* Start LISTED RECORDS *
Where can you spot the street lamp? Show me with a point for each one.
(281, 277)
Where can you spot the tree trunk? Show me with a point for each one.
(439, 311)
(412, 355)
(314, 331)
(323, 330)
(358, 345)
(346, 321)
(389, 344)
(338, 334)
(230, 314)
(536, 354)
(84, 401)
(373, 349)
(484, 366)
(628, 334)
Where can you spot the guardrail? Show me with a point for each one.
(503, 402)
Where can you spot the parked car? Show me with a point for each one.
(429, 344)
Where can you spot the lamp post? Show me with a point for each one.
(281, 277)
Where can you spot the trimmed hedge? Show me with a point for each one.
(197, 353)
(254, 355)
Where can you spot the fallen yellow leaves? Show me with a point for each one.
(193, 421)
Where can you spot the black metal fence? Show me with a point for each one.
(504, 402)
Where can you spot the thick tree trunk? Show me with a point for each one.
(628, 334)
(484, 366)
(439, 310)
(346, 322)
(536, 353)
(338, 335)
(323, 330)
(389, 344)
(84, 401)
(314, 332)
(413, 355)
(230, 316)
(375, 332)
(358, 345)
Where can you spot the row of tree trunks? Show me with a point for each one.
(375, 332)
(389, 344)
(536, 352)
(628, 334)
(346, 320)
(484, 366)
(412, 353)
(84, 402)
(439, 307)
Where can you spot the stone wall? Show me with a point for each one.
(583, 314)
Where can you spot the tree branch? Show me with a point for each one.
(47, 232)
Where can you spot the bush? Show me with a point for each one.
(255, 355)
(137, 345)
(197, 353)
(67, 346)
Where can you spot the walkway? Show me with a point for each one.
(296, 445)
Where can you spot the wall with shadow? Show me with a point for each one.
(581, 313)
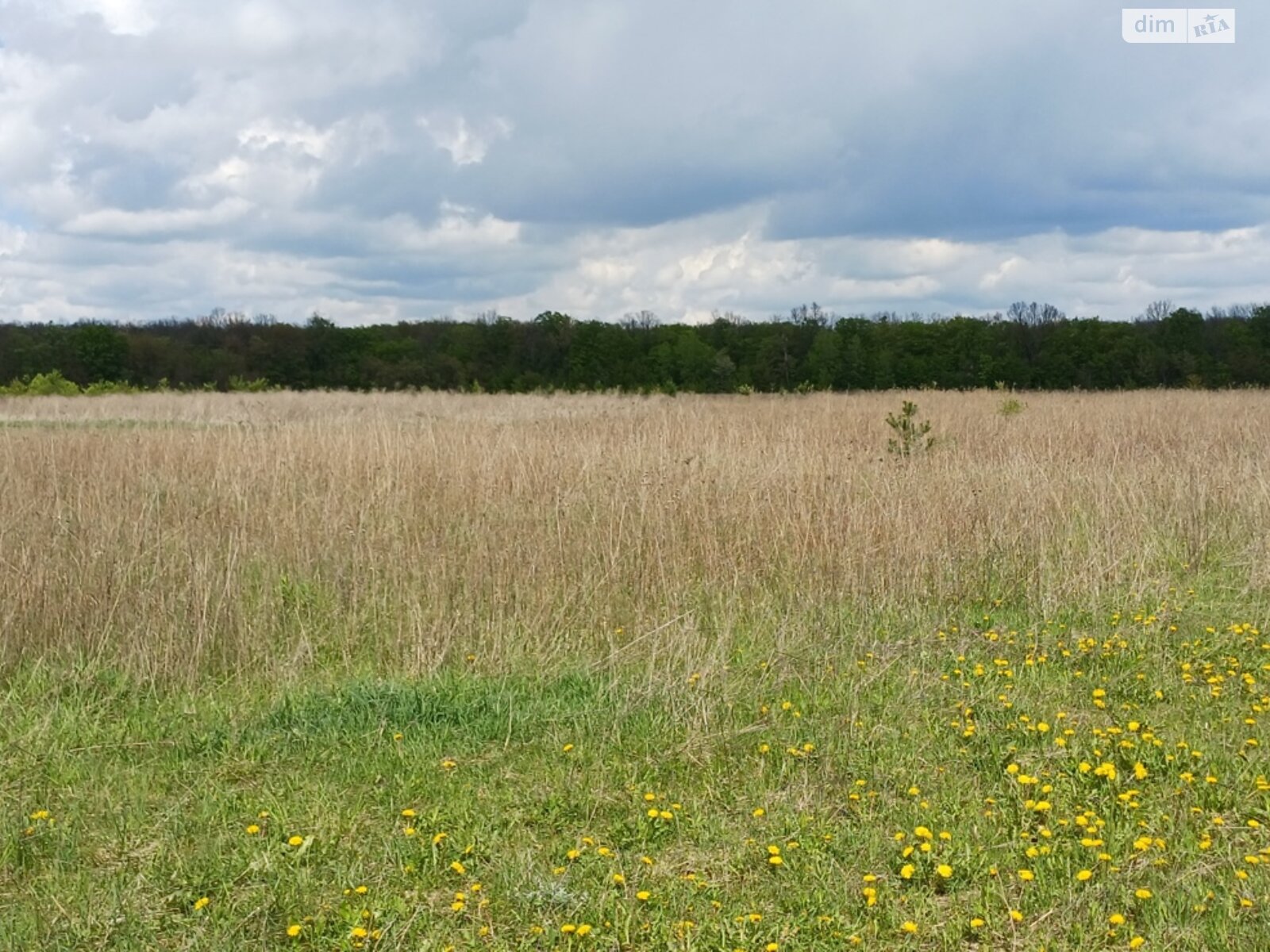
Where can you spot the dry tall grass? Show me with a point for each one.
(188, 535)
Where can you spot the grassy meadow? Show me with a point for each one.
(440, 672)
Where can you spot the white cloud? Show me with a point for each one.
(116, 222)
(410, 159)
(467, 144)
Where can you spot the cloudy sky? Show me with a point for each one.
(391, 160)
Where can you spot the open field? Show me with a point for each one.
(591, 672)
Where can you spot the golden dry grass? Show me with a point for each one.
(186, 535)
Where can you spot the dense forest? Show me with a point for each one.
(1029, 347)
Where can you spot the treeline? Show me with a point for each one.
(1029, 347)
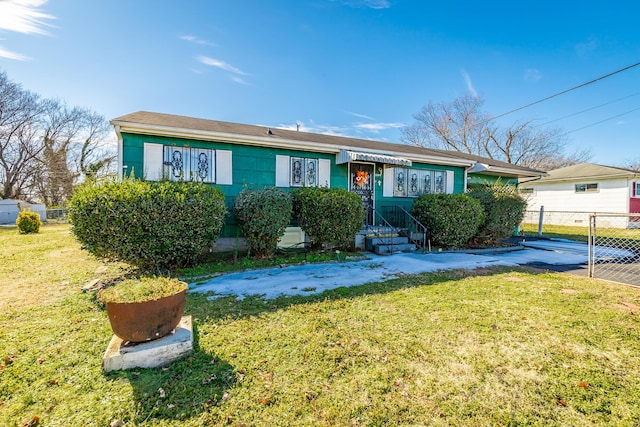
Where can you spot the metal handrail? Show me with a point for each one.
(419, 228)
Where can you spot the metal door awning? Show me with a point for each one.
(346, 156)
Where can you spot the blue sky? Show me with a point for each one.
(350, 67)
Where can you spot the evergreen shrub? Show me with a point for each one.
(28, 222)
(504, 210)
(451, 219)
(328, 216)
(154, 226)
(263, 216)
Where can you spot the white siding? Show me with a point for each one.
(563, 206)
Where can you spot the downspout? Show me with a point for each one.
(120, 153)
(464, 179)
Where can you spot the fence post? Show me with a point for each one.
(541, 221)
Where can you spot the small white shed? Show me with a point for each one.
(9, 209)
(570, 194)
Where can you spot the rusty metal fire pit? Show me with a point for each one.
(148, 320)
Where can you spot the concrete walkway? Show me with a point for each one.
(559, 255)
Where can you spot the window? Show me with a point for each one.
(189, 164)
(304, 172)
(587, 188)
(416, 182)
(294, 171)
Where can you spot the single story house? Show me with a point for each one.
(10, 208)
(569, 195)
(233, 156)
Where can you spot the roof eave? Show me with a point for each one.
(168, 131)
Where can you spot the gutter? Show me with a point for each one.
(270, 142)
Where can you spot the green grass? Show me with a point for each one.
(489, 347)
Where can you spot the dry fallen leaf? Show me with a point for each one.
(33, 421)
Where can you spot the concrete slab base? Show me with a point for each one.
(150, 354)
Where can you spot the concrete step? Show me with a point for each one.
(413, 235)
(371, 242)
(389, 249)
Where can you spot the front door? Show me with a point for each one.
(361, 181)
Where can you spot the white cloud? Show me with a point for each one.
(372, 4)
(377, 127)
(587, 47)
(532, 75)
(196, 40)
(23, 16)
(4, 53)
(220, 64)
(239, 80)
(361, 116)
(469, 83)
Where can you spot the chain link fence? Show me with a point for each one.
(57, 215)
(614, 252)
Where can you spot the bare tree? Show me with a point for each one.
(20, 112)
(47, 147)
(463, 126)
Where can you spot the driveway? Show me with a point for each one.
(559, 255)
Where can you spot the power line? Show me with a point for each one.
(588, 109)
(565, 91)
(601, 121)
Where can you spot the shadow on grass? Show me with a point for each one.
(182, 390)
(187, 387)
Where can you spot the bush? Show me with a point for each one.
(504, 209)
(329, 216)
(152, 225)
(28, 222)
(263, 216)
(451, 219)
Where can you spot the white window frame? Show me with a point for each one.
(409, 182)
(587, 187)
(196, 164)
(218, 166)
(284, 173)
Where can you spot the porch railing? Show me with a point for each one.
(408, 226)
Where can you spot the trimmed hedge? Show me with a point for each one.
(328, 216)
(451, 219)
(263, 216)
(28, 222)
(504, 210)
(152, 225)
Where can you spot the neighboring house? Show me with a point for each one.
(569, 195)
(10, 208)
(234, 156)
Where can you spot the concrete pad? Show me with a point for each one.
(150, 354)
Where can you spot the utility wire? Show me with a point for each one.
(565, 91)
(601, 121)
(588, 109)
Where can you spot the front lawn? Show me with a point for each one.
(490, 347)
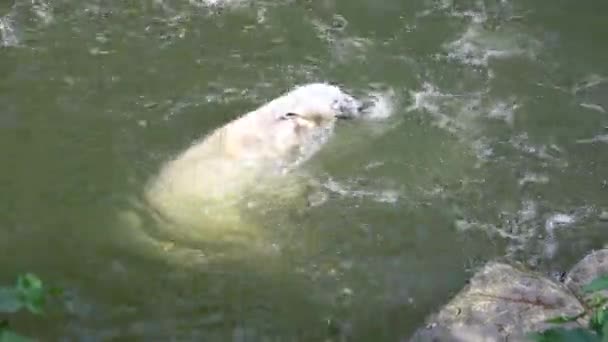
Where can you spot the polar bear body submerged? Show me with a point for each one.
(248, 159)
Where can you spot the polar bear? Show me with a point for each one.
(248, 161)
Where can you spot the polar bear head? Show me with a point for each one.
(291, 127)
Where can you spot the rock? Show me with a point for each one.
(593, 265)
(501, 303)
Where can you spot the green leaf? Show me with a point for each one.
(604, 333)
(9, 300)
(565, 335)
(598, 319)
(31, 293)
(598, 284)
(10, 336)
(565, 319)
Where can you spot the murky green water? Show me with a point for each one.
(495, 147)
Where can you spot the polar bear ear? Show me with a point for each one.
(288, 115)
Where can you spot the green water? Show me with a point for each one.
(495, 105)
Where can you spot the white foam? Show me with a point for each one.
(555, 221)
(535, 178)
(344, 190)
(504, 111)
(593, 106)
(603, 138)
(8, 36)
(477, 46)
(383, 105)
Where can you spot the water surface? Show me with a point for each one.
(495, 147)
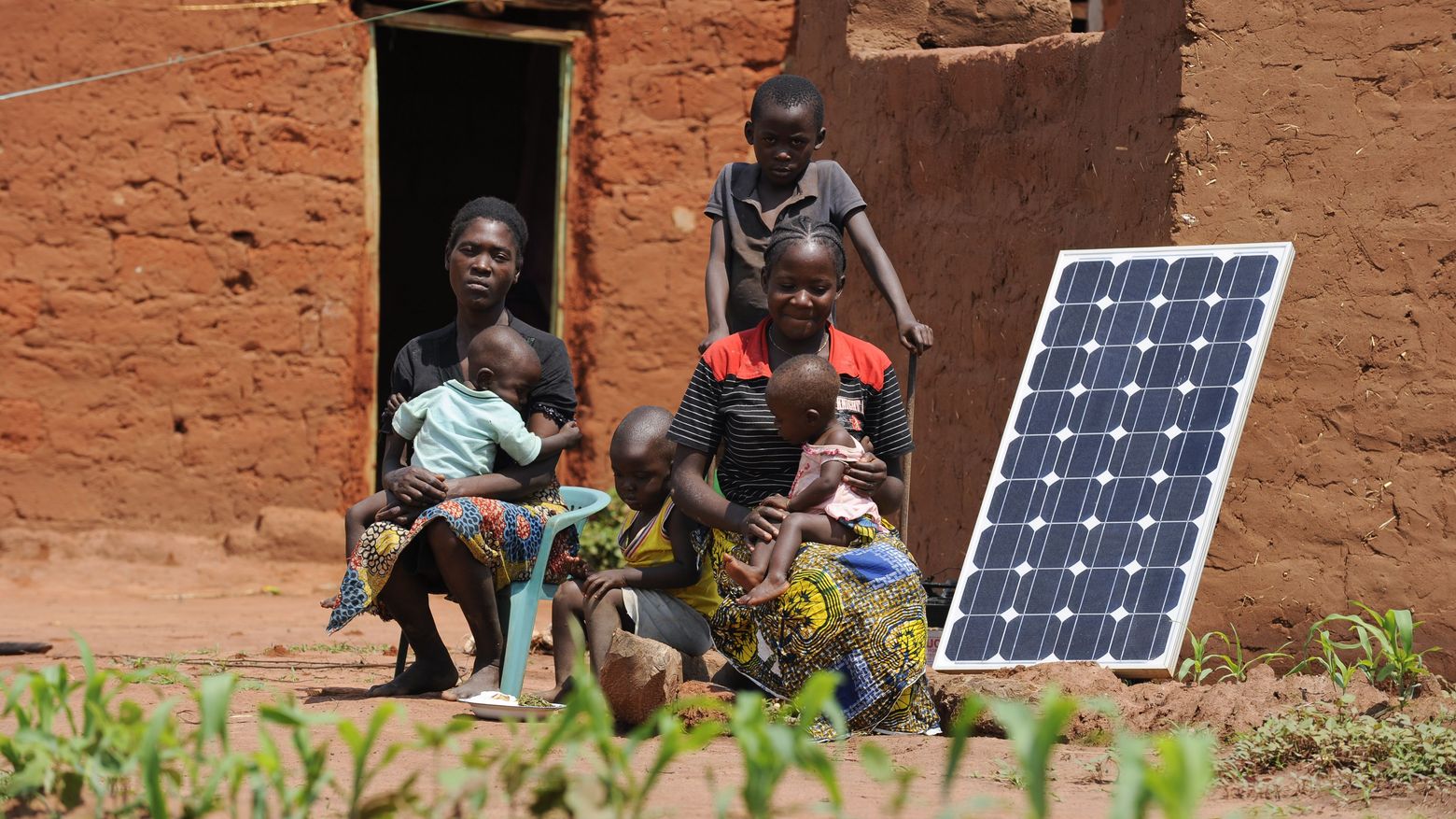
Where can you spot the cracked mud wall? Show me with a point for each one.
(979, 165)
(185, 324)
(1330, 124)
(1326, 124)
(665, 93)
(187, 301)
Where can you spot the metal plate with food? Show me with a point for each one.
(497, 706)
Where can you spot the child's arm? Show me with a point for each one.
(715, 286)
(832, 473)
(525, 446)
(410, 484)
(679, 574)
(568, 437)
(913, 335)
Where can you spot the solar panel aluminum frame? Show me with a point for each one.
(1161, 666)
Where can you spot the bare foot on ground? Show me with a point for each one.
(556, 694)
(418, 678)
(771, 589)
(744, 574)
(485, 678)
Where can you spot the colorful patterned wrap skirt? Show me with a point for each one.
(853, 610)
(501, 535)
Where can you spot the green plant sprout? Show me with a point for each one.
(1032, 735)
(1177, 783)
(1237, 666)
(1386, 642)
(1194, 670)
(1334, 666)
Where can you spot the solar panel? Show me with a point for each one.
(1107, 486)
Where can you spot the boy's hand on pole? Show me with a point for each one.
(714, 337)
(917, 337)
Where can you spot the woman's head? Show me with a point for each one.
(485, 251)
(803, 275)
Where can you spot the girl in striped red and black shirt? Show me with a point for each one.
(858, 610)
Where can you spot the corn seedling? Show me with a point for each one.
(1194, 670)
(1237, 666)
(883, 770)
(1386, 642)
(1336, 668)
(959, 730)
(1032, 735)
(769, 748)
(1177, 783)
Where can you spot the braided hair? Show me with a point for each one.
* End LISTED RECORDS *
GIVEN TASK: Output the lines from the one containing "Where can you spot the solar panel?" through the end of the records as a Markdown table with columns Row and Line, numbering each line and leaving out blank lines.

CORRECT ANSWER:
| Row | Line |
|---|---|
| 1 | Where can you spot the solar panel? Show me with a point for each one. |
| 2 | (1107, 486) |
| 3 | Where can you spot the boy's hand on pole? Show me with a point for each one. |
| 4 | (714, 337) |
| 5 | (917, 337) |
| 6 | Where can you spot the woman's head? Show me with a point for each one. |
| 7 | (485, 251) |
| 8 | (803, 275) |
| 9 | Where can you spot the girl in striped red and black shirt? Show me with a point for each one. |
| 10 | (858, 610) |
| 11 | Where can you spot the corn seedling? Show me with a point for each one. |
| 12 | (1194, 670) |
| 13 | (1237, 666) |
| 14 | (883, 770) |
| 15 | (1386, 642) |
| 16 | (1336, 668) |
| 17 | (959, 730) |
| 18 | (1032, 735) |
| 19 | (769, 748) |
| 20 | (1177, 783) |
| 21 | Where can you spot the braided hair? Show me with a point for each one. |